* BEGIN *

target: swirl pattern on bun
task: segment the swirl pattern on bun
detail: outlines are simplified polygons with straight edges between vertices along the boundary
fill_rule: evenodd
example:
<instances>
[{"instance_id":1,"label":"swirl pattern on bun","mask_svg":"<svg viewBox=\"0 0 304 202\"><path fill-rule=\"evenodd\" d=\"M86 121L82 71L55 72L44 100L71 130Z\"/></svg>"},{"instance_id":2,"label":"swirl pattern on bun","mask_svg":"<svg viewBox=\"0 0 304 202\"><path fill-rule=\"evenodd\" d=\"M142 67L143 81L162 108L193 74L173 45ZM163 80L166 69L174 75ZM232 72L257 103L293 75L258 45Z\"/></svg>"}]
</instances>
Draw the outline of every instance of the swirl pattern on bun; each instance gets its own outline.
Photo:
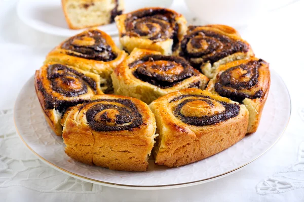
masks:
<instances>
[{"instance_id":1,"label":"swirl pattern on bun","mask_svg":"<svg viewBox=\"0 0 304 202\"><path fill-rule=\"evenodd\" d=\"M121 43L129 53L138 47L170 55L186 31L183 16L164 8L142 9L115 20Z\"/></svg>"},{"instance_id":2,"label":"swirl pattern on bun","mask_svg":"<svg viewBox=\"0 0 304 202\"><path fill-rule=\"evenodd\" d=\"M136 97L148 104L181 89L204 89L209 80L182 58L138 48L111 76L116 93Z\"/></svg>"},{"instance_id":3,"label":"swirl pattern on bun","mask_svg":"<svg viewBox=\"0 0 304 202\"><path fill-rule=\"evenodd\" d=\"M156 162L177 167L205 159L245 136L246 107L197 88L169 93L149 106L157 122Z\"/></svg>"},{"instance_id":4,"label":"swirl pattern on bun","mask_svg":"<svg viewBox=\"0 0 304 202\"><path fill-rule=\"evenodd\" d=\"M60 119L70 107L103 94L99 75L72 66L50 63L35 74L35 87L47 120L60 135Z\"/></svg>"},{"instance_id":5,"label":"swirl pattern on bun","mask_svg":"<svg viewBox=\"0 0 304 202\"><path fill-rule=\"evenodd\" d=\"M71 108L62 123L65 153L71 158L110 169L146 170L156 123L152 112L140 100L96 95Z\"/></svg>"},{"instance_id":6,"label":"swirl pattern on bun","mask_svg":"<svg viewBox=\"0 0 304 202\"><path fill-rule=\"evenodd\" d=\"M175 52L209 78L220 64L253 56L250 45L224 25L190 26Z\"/></svg>"},{"instance_id":7,"label":"swirl pattern on bun","mask_svg":"<svg viewBox=\"0 0 304 202\"><path fill-rule=\"evenodd\" d=\"M270 85L269 64L252 58L218 67L206 90L244 104L249 111L247 132L255 132Z\"/></svg>"},{"instance_id":8,"label":"swirl pattern on bun","mask_svg":"<svg viewBox=\"0 0 304 202\"><path fill-rule=\"evenodd\" d=\"M109 93L113 90L110 74L127 55L110 36L90 29L60 43L49 53L45 63L55 62L98 74L102 90Z\"/></svg>"}]
</instances>

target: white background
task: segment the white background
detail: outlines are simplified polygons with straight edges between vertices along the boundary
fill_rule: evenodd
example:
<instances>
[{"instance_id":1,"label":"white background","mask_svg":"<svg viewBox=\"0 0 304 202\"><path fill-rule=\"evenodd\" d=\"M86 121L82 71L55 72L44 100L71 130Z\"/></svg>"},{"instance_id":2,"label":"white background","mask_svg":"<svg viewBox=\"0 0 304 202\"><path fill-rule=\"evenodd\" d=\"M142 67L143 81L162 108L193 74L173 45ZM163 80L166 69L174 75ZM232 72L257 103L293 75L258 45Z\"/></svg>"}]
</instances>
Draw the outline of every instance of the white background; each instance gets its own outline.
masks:
<instances>
[{"instance_id":1,"label":"white background","mask_svg":"<svg viewBox=\"0 0 304 202\"><path fill-rule=\"evenodd\" d=\"M24 25L17 16L15 2L0 0L0 110L13 108L23 84L39 68L48 52L64 39L40 33ZM179 2L175 2L175 6L179 12L185 9ZM289 173L293 180L282 173L298 159L301 160L299 146L304 149L303 8L304 1L300 1L260 16L239 30L251 44L256 57L269 62L271 68L280 74L292 100L290 122L283 136L273 148L244 169L221 179L183 188L140 191L86 184L91 187L86 191L83 189L82 191L46 191L38 182L36 187L26 188L18 185L18 179L15 185L5 186L1 180L4 172L0 169L0 201L304 201L304 162L298 165L298 171ZM12 117L8 117L0 125L13 126ZM3 133L0 131L0 141ZM16 138L14 141L20 140ZM22 143L20 145L12 152L17 156L29 152L22 147ZM304 156L302 158L304 159ZM51 172L49 169L46 168ZM258 191L257 186L274 176L283 176L281 182L289 183L287 184L291 184L291 188L275 193Z\"/></svg>"}]
</instances>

* END *

### PROBLEM TO WORK ON:
Without the pictures, restate all of the entries above verbatim.

### SOLUTION FOR THIS PROBLEM:
target: swirl pattern on bun
task: segment the swirl pattern on bun
detail: outlines are simplified polygons with straight edges between vertices along the boundary
fill_rule: evenodd
example:
<instances>
[{"instance_id":1,"label":"swirl pattern on bun","mask_svg":"<svg viewBox=\"0 0 304 202\"><path fill-rule=\"evenodd\" d=\"M86 121L82 71L55 72L44 100L71 130Z\"/></svg>"},{"instance_id":2,"label":"swirl pattern on bun","mask_svg":"<svg viewBox=\"0 0 304 202\"><path fill-rule=\"evenodd\" d=\"M142 67L143 81L162 108L193 74L173 45ZM163 80L166 69L174 75ZM232 72L257 103L293 75L258 45Z\"/></svg>"}]
</instances>
Draw the outline of every instance of the swirl pattern on bun; each instance gets its own outline.
Photo:
masks:
<instances>
[{"instance_id":1,"label":"swirl pattern on bun","mask_svg":"<svg viewBox=\"0 0 304 202\"><path fill-rule=\"evenodd\" d=\"M121 43L129 53L138 47L170 55L186 31L183 16L164 8L142 9L115 20Z\"/></svg>"},{"instance_id":2,"label":"swirl pattern on bun","mask_svg":"<svg viewBox=\"0 0 304 202\"><path fill-rule=\"evenodd\" d=\"M136 97L148 104L181 89L204 89L209 80L182 58L138 48L111 76L116 93Z\"/></svg>"},{"instance_id":3,"label":"swirl pattern on bun","mask_svg":"<svg viewBox=\"0 0 304 202\"><path fill-rule=\"evenodd\" d=\"M156 162L177 167L205 159L245 136L246 107L197 88L169 93L149 106L157 122Z\"/></svg>"},{"instance_id":4,"label":"swirl pattern on bun","mask_svg":"<svg viewBox=\"0 0 304 202\"><path fill-rule=\"evenodd\" d=\"M60 119L70 107L103 94L99 75L72 66L50 63L35 74L35 87L47 120L60 135Z\"/></svg>"},{"instance_id":5,"label":"swirl pattern on bun","mask_svg":"<svg viewBox=\"0 0 304 202\"><path fill-rule=\"evenodd\" d=\"M71 108L62 123L65 153L71 158L110 169L146 170L156 123L152 112L140 100L96 95Z\"/></svg>"},{"instance_id":6,"label":"swirl pattern on bun","mask_svg":"<svg viewBox=\"0 0 304 202\"><path fill-rule=\"evenodd\" d=\"M175 52L209 78L220 64L253 56L250 45L224 25L190 26Z\"/></svg>"},{"instance_id":7,"label":"swirl pattern on bun","mask_svg":"<svg viewBox=\"0 0 304 202\"><path fill-rule=\"evenodd\" d=\"M270 85L269 64L252 58L218 67L206 90L244 104L249 111L247 132L255 132Z\"/></svg>"},{"instance_id":8,"label":"swirl pattern on bun","mask_svg":"<svg viewBox=\"0 0 304 202\"><path fill-rule=\"evenodd\" d=\"M109 93L113 90L110 74L127 55L110 36L90 29L60 43L49 53L45 63L55 62L98 74L102 90Z\"/></svg>"}]
</instances>

target: white background
task: segment the white background
detail: outlines are simplified polygons with straight edges between vertices along the boundary
fill_rule: evenodd
example:
<instances>
[{"instance_id":1,"label":"white background","mask_svg":"<svg viewBox=\"0 0 304 202\"><path fill-rule=\"evenodd\" d=\"M86 121L82 71L55 72L44 100L71 130Z\"/></svg>"},{"instance_id":2,"label":"white background","mask_svg":"<svg viewBox=\"0 0 304 202\"><path fill-rule=\"evenodd\" d=\"M142 67L143 81L162 108L193 74L173 45ZM163 80L166 69L174 75ZM232 72L257 103L293 75L258 45Z\"/></svg>"}]
</instances>
Draw the outline of every instance of the white background; each instance gets its own outline.
masks:
<instances>
[{"instance_id":1,"label":"white background","mask_svg":"<svg viewBox=\"0 0 304 202\"><path fill-rule=\"evenodd\" d=\"M24 25L17 16L15 2L0 0L0 110L13 108L23 84L39 68L48 52L64 39L40 33ZM179 2L175 2L175 6L179 12L185 9ZM289 173L293 180L282 173L298 159L301 160L299 146L304 149L303 8L304 1L300 1L260 16L239 30L251 44L256 57L269 62L271 68L280 74L292 100L290 122L283 136L273 148L244 169L221 179L183 188L140 191L86 184L91 187L86 191L83 189L82 191L46 191L38 182L36 187L26 188L18 185L18 179L15 185L5 186L1 180L4 172L0 169L0 201L304 201L304 162L298 165L298 171ZM12 117L8 117L0 125L13 126ZM3 133L0 131L0 141ZM16 138L14 141L20 140ZM22 143L20 145L12 152L17 156L29 152L22 147ZM304 156L302 158L304 159ZM51 172L49 169L46 168ZM258 191L257 186L274 176L283 176L281 182L289 183L287 184L291 184L291 188L275 193Z\"/></svg>"}]
</instances>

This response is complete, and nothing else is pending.